Reproduce every entry in the listing without alteration.

Data supplied:
----------------

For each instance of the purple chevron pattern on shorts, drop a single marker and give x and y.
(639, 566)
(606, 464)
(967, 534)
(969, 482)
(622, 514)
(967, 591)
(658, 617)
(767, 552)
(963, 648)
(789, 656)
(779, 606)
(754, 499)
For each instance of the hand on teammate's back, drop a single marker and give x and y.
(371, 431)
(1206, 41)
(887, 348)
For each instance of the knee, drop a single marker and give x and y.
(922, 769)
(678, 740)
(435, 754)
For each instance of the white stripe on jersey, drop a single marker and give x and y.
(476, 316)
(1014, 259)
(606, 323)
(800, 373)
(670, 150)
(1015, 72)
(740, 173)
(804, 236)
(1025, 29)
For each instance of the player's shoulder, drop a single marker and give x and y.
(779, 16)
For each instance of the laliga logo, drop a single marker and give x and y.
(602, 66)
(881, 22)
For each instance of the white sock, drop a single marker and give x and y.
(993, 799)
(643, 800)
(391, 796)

----------------

Answer to this exercise:
For each instance of the purple chevron pattern on shorts, drop a single marker and give x and y.
(639, 566)
(606, 464)
(967, 534)
(969, 482)
(622, 514)
(967, 591)
(658, 617)
(767, 552)
(963, 648)
(789, 656)
(779, 606)
(754, 499)
For each instance of the hand on teammate's back, drop a single marker and give x and y.
(371, 431)
(1206, 41)
(887, 348)
For each instance of the knee, drop a single marker and give x and y.
(922, 769)
(678, 740)
(435, 754)
For each instance of the white stripe on jersey, drop a single marker and give x and y.
(476, 316)
(1014, 259)
(606, 323)
(800, 373)
(670, 150)
(1015, 72)
(740, 173)
(804, 236)
(1025, 29)
For each instance of the player's shoulder, drop a single marker and give x and y.
(779, 16)
For each instance of the laliga logo, drop a single marker and give x and y.
(602, 66)
(881, 22)
For each instance of the white sock, drop a single marker and give x and y.
(993, 799)
(643, 800)
(391, 796)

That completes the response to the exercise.